DATA ENTRIES
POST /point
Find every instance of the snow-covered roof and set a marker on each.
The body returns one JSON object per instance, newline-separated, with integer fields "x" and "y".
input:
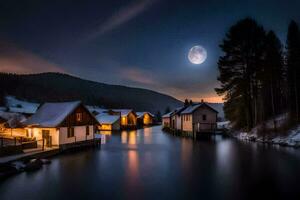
{"x": 167, "y": 114}
{"x": 190, "y": 109}
{"x": 124, "y": 112}
{"x": 96, "y": 109}
{"x": 141, "y": 114}
{"x": 18, "y": 106}
{"x": 13, "y": 120}
{"x": 107, "y": 119}
{"x": 52, "y": 114}
{"x": 177, "y": 110}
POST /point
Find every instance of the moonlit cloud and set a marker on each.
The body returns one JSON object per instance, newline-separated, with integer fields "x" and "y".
{"x": 137, "y": 75}
{"x": 122, "y": 16}
{"x": 175, "y": 86}
{"x": 17, "y": 60}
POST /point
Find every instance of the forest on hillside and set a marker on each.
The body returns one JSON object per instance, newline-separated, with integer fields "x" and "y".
{"x": 56, "y": 87}
{"x": 259, "y": 76}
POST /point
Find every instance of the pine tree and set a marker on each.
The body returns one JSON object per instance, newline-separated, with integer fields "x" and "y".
{"x": 293, "y": 70}
{"x": 239, "y": 68}
{"x": 271, "y": 78}
{"x": 158, "y": 116}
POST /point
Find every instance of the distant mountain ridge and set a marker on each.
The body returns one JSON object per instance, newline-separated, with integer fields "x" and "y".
{"x": 53, "y": 87}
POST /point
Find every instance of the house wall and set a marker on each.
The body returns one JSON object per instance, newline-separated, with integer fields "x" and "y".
{"x": 21, "y": 132}
{"x": 116, "y": 126}
{"x": 131, "y": 119}
{"x": 166, "y": 121}
{"x": 147, "y": 119}
{"x": 37, "y": 133}
{"x": 105, "y": 127}
{"x": 79, "y": 134}
{"x": 211, "y": 118}
{"x": 187, "y": 122}
{"x": 173, "y": 121}
{"x": 178, "y": 122}
{"x": 87, "y": 118}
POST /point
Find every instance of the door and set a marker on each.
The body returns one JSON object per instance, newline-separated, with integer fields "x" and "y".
{"x": 47, "y": 138}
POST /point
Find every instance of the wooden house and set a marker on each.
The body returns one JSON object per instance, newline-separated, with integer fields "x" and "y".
{"x": 128, "y": 118}
{"x": 59, "y": 124}
{"x": 108, "y": 122}
{"x": 199, "y": 118}
{"x": 144, "y": 118}
{"x": 166, "y": 120}
{"x": 176, "y": 118}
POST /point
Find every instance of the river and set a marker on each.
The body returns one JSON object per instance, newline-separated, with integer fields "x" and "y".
{"x": 150, "y": 164}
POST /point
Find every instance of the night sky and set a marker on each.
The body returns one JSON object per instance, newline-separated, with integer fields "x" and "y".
{"x": 135, "y": 43}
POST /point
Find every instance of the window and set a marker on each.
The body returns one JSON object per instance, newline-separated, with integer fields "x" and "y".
{"x": 70, "y": 132}
{"x": 79, "y": 117}
{"x": 87, "y": 131}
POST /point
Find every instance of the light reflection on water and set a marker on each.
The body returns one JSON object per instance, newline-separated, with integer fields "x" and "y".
{"x": 147, "y": 163}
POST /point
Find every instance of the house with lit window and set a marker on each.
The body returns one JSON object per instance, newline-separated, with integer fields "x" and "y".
{"x": 198, "y": 118}
{"x": 108, "y": 122}
{"x": 59, "y": 124}
{"x": 166, "y": 119}
{"x": 128, "y": 118}
{"x": 144, "y": 118}
{"x": 176, "y": 120}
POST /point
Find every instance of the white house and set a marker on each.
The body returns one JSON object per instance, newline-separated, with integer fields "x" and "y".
{"x": 108, "y": 122}
{"x": 199, "y": 118}
{"x": 145, "y": 118}
{"x": 60, "y": 124}
{"x": 128, "y": 117}
{"x": 166, "y": 119}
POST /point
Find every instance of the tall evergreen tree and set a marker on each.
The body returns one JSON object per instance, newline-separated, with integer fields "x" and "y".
{"x": 239, "y": 68}
{"x": 271, "y": 78}
{"x": 293, "y": 70}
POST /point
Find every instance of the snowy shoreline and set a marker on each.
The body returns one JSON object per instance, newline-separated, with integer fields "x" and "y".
{"x": 292, "y": 139}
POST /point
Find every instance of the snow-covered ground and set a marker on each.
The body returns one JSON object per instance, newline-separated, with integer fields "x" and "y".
{"x": 13, "y": 119}
{"x": 291, "y": 138}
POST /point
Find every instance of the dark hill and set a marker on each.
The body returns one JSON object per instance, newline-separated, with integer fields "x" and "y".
{"x": 51, "y": 87}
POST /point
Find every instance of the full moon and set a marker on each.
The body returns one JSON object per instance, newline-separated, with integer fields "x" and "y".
{"x": 197, "y": 55}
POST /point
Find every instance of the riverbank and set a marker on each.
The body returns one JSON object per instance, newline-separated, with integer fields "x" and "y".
{"x": 33, "y": 159}
{"x": 290, "y": 139}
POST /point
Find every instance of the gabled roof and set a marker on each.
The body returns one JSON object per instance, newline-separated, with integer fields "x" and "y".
{"x": 104, "y": 118}
{"x": 190, "y": 109}
{"x": 167, "y": 114}
{"x": 95, "y": 109}
{"x": 141, "y": 114}
{"x": 17, "y": 106}
{"x": 124, "y": 112}
{"x": 52, "y": 114}
{"x": 178, "y": 111}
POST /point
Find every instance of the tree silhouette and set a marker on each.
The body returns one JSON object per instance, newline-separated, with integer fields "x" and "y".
{"x": 293, "y": 69}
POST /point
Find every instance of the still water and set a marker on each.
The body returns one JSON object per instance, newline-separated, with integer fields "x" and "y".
{"x": 149, "y": 164}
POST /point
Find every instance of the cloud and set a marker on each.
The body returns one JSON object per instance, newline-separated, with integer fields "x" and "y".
{"x": 122, "y": 16}
{"x": 179, "y": 87}
{"x": 137, "y": 76}
{"x": 17, "y": 60}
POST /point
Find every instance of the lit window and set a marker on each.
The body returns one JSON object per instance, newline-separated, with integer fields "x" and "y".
{"x": 79, "y": 117}
{"x": 87, "y": 130}
{"x": 70, "y": 132}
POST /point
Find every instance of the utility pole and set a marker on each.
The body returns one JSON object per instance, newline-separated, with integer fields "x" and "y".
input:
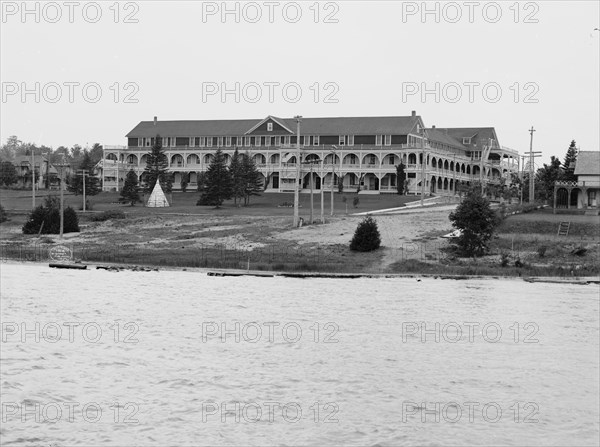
{"x": 311, "y": 193}
{"x": 298, "y": 119}
{"x": 423, "y": 161}
{"x": 454, "y": 174}
{"x": 32, "y": 180}
{"x": 84, "y": 174}
{"x": 532, "y": 156}
{"x": 322, "y": 194}
{"x": 62, "y": 200}
{"x": 332, "y": 176}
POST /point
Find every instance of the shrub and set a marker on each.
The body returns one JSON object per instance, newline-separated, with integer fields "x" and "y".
{"x": 366, "y": 237}
{"x": 3, "y": 215}
{"x": 542, "y": 251}
{"x": 107, "y": 215}
{"x": 476, "y": 221}
{"x": 45, "y": 219}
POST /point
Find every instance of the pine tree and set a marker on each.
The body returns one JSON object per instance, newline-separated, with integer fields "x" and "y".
{"x": 237, "y": 178}
{"x": 400, "y": 178}
{"x": 157, "y": 166}
{"x": 366, "y": 237}
{"x": 46, "y": 219}
{"x": 252, "y": 179}
{"x": 92, "y": 182}
{"x": 130, "y": 192}
{"x": 8, "y": 173}
{"x": 218, "y": 184}
{"x": 569, "y": 164}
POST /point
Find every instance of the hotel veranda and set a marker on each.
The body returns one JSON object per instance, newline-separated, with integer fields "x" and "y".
{"x": 362, "y": 151}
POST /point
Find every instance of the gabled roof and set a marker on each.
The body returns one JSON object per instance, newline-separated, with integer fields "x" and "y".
{"x": 441, "y": 136}
{"x": 477, "y": 134}
{"x": 587, "y": 163}
{"x": 270, "y": 118}
{"x": 387, "y": 125}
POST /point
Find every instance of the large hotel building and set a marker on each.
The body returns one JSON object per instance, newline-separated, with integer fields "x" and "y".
{"x": 362, "y": 151}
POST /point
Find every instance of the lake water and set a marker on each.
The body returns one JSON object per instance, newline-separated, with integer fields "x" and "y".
{"x": 179, "y": 358}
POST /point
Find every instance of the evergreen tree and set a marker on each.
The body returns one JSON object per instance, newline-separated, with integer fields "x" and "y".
{"x": 157, "y": 166}
{"x": 8, "y": 173}
{"x": 218, "y": 184}
{"x": 476, "y": 221}
{"x": 366, "y": 237}
{"x": 46, "y": 218}
{"x": 252, "y": 179}
{"x": 400, "y": 178}
{"x": 130, "y": 192}
{"x": 569, "y": 164}
{"x": 92, "y": 182}
{"x": 546, "y": 177}
{"x": 237, "y": 177}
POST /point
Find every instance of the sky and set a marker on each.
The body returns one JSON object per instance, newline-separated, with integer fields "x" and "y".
{"x": 87, "y": 72}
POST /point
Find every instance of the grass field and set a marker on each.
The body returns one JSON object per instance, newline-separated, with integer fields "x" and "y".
{"x": 261, "y": 237}
{"x": 185, "y": 203}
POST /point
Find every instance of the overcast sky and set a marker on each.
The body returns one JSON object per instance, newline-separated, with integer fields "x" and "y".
{"x": 508, "y": 65}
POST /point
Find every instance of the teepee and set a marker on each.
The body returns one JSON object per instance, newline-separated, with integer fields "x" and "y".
{"x": 157, "y": 198}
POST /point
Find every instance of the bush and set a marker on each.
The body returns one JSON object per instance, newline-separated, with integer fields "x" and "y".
{"x": 476, "y": 221}
{"x": 45, "y": 219}
{"x": 366, "y": 237}
{"x": 107, "y": 215}
{"x": 3, "y": 215}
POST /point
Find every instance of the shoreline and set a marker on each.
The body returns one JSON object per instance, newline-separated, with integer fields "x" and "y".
{"x": 145, "y": 268}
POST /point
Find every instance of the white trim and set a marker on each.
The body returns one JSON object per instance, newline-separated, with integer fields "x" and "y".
{"x": 265, "y": 120}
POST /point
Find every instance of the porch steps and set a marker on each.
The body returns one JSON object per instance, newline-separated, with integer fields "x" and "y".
{"x": 563, "y": 228}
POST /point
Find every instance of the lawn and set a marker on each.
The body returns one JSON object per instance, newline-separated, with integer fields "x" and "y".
{"x": 185, "y": 203}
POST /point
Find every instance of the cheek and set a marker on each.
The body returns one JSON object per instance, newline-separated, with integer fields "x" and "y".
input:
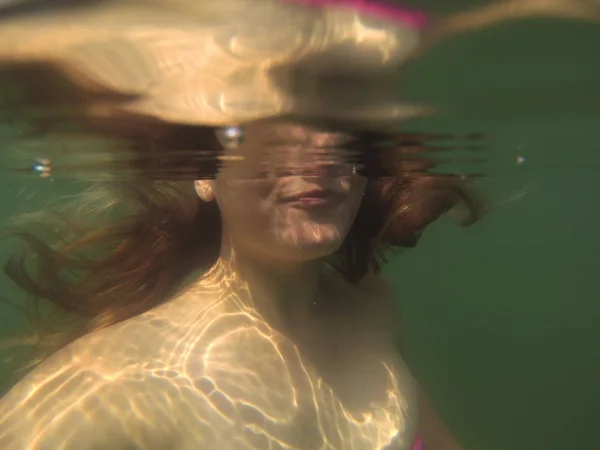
{"x": 244, "y": 203}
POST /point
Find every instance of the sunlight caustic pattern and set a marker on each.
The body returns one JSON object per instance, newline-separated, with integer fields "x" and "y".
{"x": 208, "y": 373}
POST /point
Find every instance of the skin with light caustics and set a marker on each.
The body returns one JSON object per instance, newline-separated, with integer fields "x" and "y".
{"x": 271, "y": 348}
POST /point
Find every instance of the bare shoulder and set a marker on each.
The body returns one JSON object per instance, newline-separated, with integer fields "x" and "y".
{"x": 170, "y": 378}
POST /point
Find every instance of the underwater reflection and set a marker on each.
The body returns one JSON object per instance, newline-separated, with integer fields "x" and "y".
{"x": 225, "y": 280}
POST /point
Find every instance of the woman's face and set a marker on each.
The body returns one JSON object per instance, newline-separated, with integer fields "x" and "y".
{"x": 288, "y": 193}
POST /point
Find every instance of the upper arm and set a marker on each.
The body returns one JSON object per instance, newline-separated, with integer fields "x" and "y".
{"x": 70, "y": 408}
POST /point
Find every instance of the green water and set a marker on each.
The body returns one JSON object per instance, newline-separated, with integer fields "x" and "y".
{"x": 500, "y": 320}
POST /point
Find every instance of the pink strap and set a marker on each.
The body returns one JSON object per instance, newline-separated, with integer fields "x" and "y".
{"x": 408, "y": 17}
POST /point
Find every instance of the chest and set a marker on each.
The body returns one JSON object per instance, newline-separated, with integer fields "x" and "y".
{"x": 331, "y": 391}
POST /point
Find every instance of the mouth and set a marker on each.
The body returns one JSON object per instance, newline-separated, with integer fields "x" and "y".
{"x": 313, "y": 198}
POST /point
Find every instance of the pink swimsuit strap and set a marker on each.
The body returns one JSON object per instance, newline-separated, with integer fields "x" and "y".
{"x": 418, "y": 445}
{"x": 408, "y": 17}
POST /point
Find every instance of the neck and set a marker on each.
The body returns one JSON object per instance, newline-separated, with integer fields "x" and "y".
{"x": 282, "y": 293}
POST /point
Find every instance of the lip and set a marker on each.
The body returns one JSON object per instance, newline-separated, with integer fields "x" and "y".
{"x": 313, "y": 198}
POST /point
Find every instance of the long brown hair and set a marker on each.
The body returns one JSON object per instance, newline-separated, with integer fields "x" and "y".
{"x": 108, "y": 272}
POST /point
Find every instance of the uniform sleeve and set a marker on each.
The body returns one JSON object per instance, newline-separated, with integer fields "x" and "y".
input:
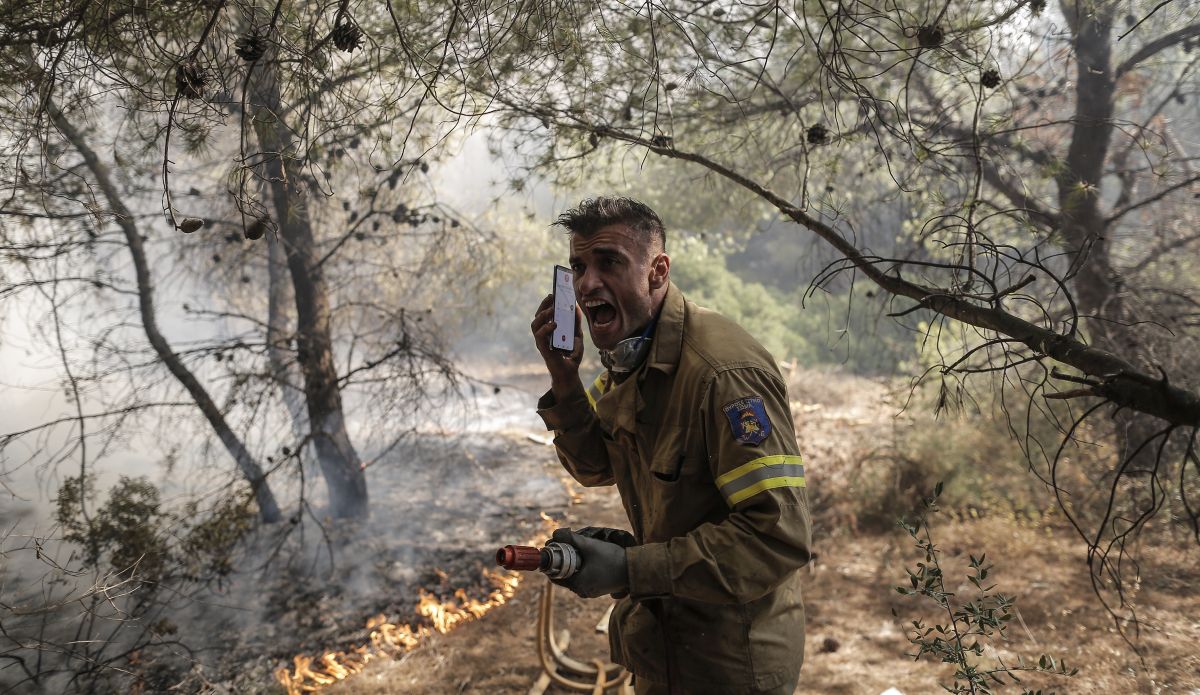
{"x": 757, "y": 469}
{"x": 579, "y": 439}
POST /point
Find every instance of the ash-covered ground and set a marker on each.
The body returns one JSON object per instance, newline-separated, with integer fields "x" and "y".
{"x": 442, "y": 503}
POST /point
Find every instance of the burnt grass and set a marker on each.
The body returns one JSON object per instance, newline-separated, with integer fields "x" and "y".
{"x": 436, "y": 526}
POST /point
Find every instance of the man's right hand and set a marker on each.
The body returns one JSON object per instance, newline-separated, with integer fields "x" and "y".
{"x": 563, "y": 367}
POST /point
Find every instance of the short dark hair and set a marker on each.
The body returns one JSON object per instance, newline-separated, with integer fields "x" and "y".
{"x": 594, "y": 214}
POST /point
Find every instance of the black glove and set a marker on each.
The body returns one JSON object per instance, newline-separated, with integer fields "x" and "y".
{"x": 622, "y": 538}
{"x": 603, "y": 568}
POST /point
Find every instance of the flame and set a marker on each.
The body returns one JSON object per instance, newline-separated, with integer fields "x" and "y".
{"x": 311, "y": 673}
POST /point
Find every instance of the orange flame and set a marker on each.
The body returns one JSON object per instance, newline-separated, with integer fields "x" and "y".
{"x": 311, "y": 673}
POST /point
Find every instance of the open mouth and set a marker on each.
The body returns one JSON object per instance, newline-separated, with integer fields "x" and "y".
{"x": 600, "y": 312}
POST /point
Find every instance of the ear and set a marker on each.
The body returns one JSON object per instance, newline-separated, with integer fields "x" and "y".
{"x": 660, "y": 271}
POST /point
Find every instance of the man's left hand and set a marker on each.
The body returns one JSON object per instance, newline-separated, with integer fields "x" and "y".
{"x": 603, "y": 565}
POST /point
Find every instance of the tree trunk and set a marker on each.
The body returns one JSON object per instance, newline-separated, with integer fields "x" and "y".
{"x": 315, "y": 347}
{"x": 279, "y": 334}
{"x": 268, "y": 508}
{"x": 1097, "y": 283}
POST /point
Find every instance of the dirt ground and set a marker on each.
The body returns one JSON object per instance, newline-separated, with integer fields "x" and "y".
{"x": 857, "y": 622}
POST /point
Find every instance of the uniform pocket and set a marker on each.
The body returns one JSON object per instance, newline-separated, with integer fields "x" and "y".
{"x": 670, "y": 461}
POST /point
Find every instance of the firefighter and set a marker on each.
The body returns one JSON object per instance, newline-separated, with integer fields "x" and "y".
{"x": 690, "y": 420}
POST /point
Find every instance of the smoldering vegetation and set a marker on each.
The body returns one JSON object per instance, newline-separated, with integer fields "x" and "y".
{"x": 268, "y": 271}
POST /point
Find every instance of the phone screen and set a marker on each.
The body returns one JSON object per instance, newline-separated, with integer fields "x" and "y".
{"x": 564, "y": 310}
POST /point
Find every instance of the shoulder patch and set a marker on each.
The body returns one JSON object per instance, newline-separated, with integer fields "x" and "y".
{"x": 748, "y": 419}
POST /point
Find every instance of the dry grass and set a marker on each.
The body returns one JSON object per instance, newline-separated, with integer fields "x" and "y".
{"x": 856, "y": 635}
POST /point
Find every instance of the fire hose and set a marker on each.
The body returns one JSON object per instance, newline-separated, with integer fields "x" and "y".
{"x": 561, "y": 561}
{"x": 557, "y": 559}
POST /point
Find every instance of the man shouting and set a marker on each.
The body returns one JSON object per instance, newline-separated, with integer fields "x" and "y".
{"x": 690, "y": 420}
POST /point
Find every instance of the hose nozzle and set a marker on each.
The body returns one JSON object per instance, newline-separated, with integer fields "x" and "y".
{"x": 557, "y": 559}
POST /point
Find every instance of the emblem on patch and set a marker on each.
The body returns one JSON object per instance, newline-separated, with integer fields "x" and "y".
{"x": 748, "y": 419}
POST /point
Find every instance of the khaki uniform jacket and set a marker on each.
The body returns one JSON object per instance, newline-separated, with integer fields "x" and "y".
{"x": 701, "y": 445}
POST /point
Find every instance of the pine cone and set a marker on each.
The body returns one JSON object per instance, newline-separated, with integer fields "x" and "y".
{"x": 251, "y": 47}
{"x": 930, "y": 36}
{"x": 190, "y": 81}
{"x": 256, "y": 231}
{"x": 347, "y": 36}
{"x": 189, "y": 225}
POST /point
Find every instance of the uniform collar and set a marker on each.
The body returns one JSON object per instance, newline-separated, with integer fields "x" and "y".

THE EXERCISE
List every line in the listing above that contains the string "uniform", treating uppercase and lowercase letters as distinct.

FINAL RESULT
Find every instance of the uniform sleeve and set a marker on each.
Find every instance of the uniform pocket and set a marker on each.
Find every instance of the khaki uniform jacket and set a marker on each.
Find every instance of the uniform collar and set a marker on each.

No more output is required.